─── VORLIEGENDER TEXTAUSZUG

Der März gilt in Frankreich als ein entscheidender Monat, in dem sich traditionell die Wählerentscheidung herausbildet, bevor es im April an die Wahlurnen geht.

Von Ursula Welter | 08.03.2012
    Für Sarkozy werde es schwer das Ruder noch herumzuwerfen, sagt der Chef des Meinungsforschungsinstituts IPSOS, Jean-Francois Doridot. Sarkozy bleibe nichts anderes übrig bleiben, als den Ton zu verschärfen. Und der Amtsinhaber tut es. Warum nicht zugeben, dass Einwanderung ein Problem sein kann, sagt er bei der einen Gelegenheit. Frankreich werde die Zahl seiner Einwanderer nahezu halbieren, verspricht er bei einer anderen.

──────
─── AUSZÜGE DER AUFLISTUNG

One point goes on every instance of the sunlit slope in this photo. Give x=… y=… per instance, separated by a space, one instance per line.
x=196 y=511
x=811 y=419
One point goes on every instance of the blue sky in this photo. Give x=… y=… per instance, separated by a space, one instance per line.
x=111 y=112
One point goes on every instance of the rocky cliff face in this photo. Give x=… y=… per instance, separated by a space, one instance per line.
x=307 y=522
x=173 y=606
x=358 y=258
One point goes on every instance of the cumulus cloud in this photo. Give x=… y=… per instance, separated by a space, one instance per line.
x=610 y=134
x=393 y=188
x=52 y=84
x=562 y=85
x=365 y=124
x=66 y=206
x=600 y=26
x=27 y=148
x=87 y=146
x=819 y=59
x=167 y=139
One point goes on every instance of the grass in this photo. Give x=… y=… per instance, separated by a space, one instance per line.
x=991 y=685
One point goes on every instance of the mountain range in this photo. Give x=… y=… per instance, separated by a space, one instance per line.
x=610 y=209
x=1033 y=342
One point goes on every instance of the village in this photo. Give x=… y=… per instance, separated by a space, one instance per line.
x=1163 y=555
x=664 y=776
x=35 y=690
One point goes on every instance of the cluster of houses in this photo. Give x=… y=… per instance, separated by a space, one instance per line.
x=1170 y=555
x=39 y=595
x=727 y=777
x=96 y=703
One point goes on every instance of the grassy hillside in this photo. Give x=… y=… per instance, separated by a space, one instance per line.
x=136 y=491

──────
─── AUSZÜGE DER AUFLISTUNG

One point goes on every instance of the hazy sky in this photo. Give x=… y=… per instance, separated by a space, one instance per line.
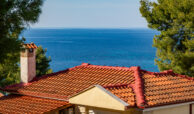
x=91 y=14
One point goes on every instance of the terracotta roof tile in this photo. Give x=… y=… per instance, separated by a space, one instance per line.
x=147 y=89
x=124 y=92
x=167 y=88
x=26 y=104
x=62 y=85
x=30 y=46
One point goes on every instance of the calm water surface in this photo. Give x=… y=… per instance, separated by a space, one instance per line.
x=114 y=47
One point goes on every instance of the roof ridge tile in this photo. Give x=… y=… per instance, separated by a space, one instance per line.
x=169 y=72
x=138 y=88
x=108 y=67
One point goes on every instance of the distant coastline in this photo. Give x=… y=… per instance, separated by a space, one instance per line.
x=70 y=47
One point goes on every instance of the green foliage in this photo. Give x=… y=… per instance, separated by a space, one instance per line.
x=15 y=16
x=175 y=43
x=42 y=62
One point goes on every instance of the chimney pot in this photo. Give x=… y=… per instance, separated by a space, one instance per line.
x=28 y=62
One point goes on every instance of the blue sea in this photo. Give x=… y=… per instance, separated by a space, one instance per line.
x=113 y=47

──────

## ARBEITSAUFTRÄGE
1 – Wer ist laut dem Textauszug zum französischen Wahlkampf Chef des Meinungsforschungsinstituts IPSOS?
2 – Führen Sie den Textauszug über Sarkozys Wahlkampf nach dessen letztem Satz weiter.

## GELÖSTE AUFGABEN
1 – Jean-Francois Doridot.

2 –
    Diese Gelegenheit war eine Premiere: drei Stunden Fernsehinterview mit dem Staatspräsidenten, der nun Wahlkämpfer ist, zum ersten Mal außerhalb des Élysée-Palasts, Livesendung im öffentlich-rechtlichen Fernsehstudio. Drei Stunden, die Nicolas Sarkozy für Entschuldigungen nutzte, privater und politischer Natur. Ja, 2007 den Wahlsieg in einem Nobelrestaurant zu feiern, das sei falsch gewesen, aber er habe damals große private Sorgen gehabt, versuchte der Präsident zu punkten. Sarkozys Ehe war damals wenig später in die Brüche gegangen.

    Er, so konterte umgehend Herausforderer Hollande, respektiere das Privatleben, auch das des Präsidenten, aber öffentlich zur Schau stellen, das sei nicht richtig.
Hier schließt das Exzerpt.